___ Extracted entries

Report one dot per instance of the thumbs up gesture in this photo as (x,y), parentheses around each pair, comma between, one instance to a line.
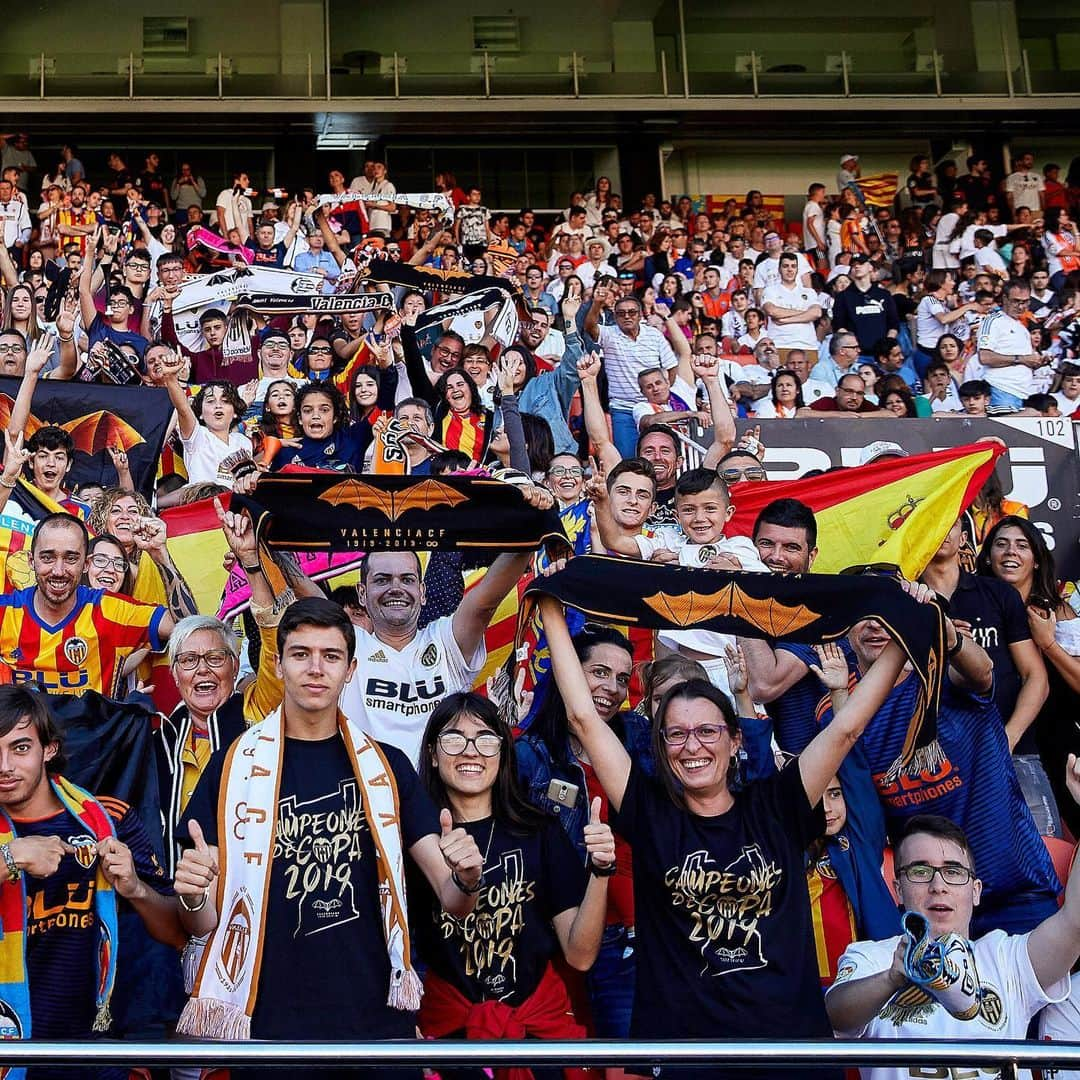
(197,871)
(461,854)
(599,839)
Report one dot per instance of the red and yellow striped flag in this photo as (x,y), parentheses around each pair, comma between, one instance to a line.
(896,511)
(879,189)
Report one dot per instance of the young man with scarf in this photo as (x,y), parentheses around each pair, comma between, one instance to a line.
(67,858)
(304,893)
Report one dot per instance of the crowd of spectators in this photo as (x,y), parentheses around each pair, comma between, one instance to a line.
(726,807)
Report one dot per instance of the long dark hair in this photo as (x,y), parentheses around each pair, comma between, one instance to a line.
(694,689)
(509,805)
(1044,581)
(550,724)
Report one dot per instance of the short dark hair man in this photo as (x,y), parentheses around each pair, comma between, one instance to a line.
(67,860)
(314,910)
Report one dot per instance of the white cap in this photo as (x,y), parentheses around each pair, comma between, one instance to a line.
(881,449)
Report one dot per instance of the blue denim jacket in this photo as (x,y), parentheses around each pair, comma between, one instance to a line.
(537,769)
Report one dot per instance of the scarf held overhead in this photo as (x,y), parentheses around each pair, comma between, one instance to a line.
(15,988)
(223,1001)
(325,511)
(810,609)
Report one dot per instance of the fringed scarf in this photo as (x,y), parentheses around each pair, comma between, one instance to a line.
(16,990)
(223,1001)
(806,608)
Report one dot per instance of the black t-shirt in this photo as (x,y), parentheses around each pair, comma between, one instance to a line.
(998,619)
(62,926)
(725,942)
(325,972)
(500,950)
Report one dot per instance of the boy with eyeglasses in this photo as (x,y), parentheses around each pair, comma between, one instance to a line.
(990,987)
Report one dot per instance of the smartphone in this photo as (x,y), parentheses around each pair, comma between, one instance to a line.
(563,793)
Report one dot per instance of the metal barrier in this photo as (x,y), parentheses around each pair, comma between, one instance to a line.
(941,1055)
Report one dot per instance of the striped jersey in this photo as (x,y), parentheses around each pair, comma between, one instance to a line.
(84,651)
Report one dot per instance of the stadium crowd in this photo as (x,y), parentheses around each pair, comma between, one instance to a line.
(358,828)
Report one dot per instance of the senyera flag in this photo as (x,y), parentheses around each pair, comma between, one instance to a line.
(896,511)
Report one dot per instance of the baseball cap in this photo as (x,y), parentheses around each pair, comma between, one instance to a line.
(880,449)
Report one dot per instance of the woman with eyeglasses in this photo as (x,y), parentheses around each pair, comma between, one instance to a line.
(719,887)
(490,974)
(558,778)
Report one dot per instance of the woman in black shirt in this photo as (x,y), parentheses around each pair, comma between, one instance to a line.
(719,887)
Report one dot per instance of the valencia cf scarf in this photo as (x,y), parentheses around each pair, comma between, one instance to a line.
(428,279)
(223,1000)
(807,608)
(331,511)
(15,991)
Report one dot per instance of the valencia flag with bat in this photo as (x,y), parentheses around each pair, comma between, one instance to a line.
(329,511)
(97,417)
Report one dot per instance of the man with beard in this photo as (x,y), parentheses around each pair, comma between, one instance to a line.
(63,636)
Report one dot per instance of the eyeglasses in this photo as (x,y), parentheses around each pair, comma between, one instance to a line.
(923,873)
(487,743)
(215,659)
(705,733)
(751,472)
(105,563)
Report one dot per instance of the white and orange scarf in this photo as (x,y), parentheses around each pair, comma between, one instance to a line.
(223,1001)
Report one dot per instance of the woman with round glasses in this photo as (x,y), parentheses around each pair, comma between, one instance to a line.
(489,974)
(719,888)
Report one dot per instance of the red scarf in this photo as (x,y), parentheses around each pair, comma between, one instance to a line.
(544,1014)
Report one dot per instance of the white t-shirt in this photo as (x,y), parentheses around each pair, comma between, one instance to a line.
(392,693)
(812,212)
(1060,1022)
(792,335)
(1011,997)
(767,272)
(1001,333)
(203,453)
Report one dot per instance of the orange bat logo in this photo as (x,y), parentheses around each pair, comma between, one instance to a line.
(91,433)
(423,496)
(768,615)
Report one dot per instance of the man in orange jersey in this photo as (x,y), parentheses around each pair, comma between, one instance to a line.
(62,636)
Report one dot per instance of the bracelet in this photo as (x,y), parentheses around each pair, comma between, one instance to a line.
(198,907)
(469,892)
(13,871)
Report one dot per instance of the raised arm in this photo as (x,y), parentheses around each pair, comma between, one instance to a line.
(602,744)
(589,369)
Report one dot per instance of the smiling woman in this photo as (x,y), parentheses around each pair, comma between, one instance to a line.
(719,886)
(535,898)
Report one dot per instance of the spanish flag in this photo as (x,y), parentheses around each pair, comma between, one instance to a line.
(197,543)
(896,511)
(879,189)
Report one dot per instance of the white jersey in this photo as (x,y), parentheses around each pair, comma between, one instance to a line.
(393,692)
(1010,993)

______

__What the exercise asks__
Can you give all the records again with "in this photo" switched to "in the image" and nothing else changed, leaving the pictures out?

__The solution__
Report one dot per instance of the thumbs up gesture in the image as (x,y), parentheses around each pair, comma between, one instance to a line.
(197,871)
(461,854)
(599,839)
Report one dot per instance of the red and yellow striped flag in the image as (x,y), parentheses around each pair, comma between, one instance to a line.
(896,511)
(879,189)
Report one dot per instance of the young man with scarf in the image as (x,y), parentheses around each pair, comma between, one instance to a line.
(67,858)
(304,893)
Report one dot per instance of the crowd of spectators in the image as (x,y), parentheses around each pair, comma between, one instance to a line.
(726,807)
Report one dot per instance of the long dark hair in the image as (x,y), parentheses around each pair, comma between, one instance to a line.
(694,689)
(509,805)
(1044,581)
(550,724)
Report one dot per instance of the short dark hair man in the image as (x,y), parentheses around each pair, comma between, one instance to a line.
(67,860)
(314,910)
Report one dot per instance of the white cap in the image as (x,y), parentheses around each pair, comma between, one instance to a line.
(881,449)
Report one dot per instance of the blue denim jacket in the image as (x,y), parentheses around each pair, comma between, one instance to a line.
(537,769)
Report one dot per instance of the scarf held overhead in the image as (x,y), parentheses around each pair, comma between, one instance to a line.
(15,988)
(223,1001)
(325,511)
(810,609)
Report one dot per instance of the fringed scarf in the image as (x,y), parentheses around each pair, comma between, one instance to a line.
(16,990)
(223,1001)
(806,608)
Report one dot per instance of the black t-shirt in the image as (x,y), parentheses around each pair, comma between, one instance to a line.
(998,619)
(62,926)
(725,942)
(325,972)
(500,950)
Report one dot per instance of the boy with eyeglasses in the image as (x,y), parentheses around each pair, comma between, one instance to a line.
(990,987)
Report one dot per instance of the smartphone in the image as (x,y), parentheses around each pair, comma between, one instance to a line.
(563,793)
Report one dot per instance of the metal barrier in the image as (x,y), parentheses around each pair, comma between, one instance to a line.
(941,1055)
Report one dot per instance of the striped jersey in the image as (x,y), parentheses around each pair, comma between, one instance to a line.
(84,651)
Report one dot per instance of the stadium crowd in the image as (x,y), parentheses around each pair, comma between, one instance to a line.
(358,828)
Report one dot per instance of the senyera flag in the image as (x,y), parentheses around each pair, comma between, one instance to a line.
(896,511)
Report one dot per instance of the baseball cap in the image as (x,y), parentheses around each pair, comma between, one instance to a line.
(880,449)
Report one dot per instance of the woman with eyeglasses in the image as (x,y), parentheses around each pair, comma between, one instance to a line.
(719,887)
(490,974)
(558,778)
Report one dot per instance of the woman in black shirt in the image as (x,y), parentheses around each pair, comma between, one instance to a line.
(719,887)
Report one dot per instance of the valencia cf scarf in the image as (x,y), parentheses around each pair, comma between, one instance to a line.
(428,279)
(223,1000)
(807,608)
(331,511)
(15,991)
Report one dot per instance of the valencia flag with bat in the image as (x,y), parentheses around each pair, comma between, one instance to a line.
(329,511)
(97,417)
Report one dot per instance of the man with beard in the image as (x,y), parentheses around each pair, comma between, one instance to a line.
(63,636)
Report one dot per instance of the eyeglasses in the image as (x,y), parentheses around each pair, comma between, one instance to a line.
(923,873)
(487,743)
(215,659)
(705,733)
(751,472)
(105,563)
Report one dot per instance of the white and orange scarf in the image as (x,y), parentheses around each pair, comma between, one instance to a line.
(223,1001)
Report one dot per instance of the woman with round glasses in the image as (x,y), parentheses around each pair, comma between, one instance to a line.
(489,974)
(719,888)
Report one dot per instance of the red scarf in the image as (x,y), parentheses around each pair, comma between, one instance to a line.
(544,1014)
Report one dot per instance of the white t-shirt in the image as (x,y), parentheses around each pair, comma between, one instance to a line.
(392,693)
(812,212)
(1060,1022)
(792,335)
(1011,997)
(767,272)
(1001,333)
(203,453)
Report one dot per instance of the orange bat logo in the image as (x,y), parentheses around each pair, comma between, one instance to a line.
(91,433)
(423,496)
(768,615)
Report one dot per instance of the man in orange jersey in the image as (x,y), parentheses around each pair, comma between, one instance to a line.
(62,636)
Report one dot per instance of the bracelet in the image as (x,y), parentheses around each pair, comma between, one instance to a line.
(198,907)
(469,892)
(13,871)
Report one dot per instance of the raised arm in the image as (x,y), parentheses around each pair, comma between, one instance to a line.
(602,744)
(589,369)
Report one dot per instance of the smiling woman in the image as (x,y), parentheses around each pair, comma between, one instance to a line.
(719,886)
(535,898)
Report one dot per instance of the spanish flag in the image as (x,y), parentheses around each pair, comma between, one instance to a line.
(197,543)
(896,511)
(879,189)
Report one dot per instance of the white jersey in the image as (x,y), parentheses around each pair, comma between, one instance to a line.
(393,692)
(1010,993)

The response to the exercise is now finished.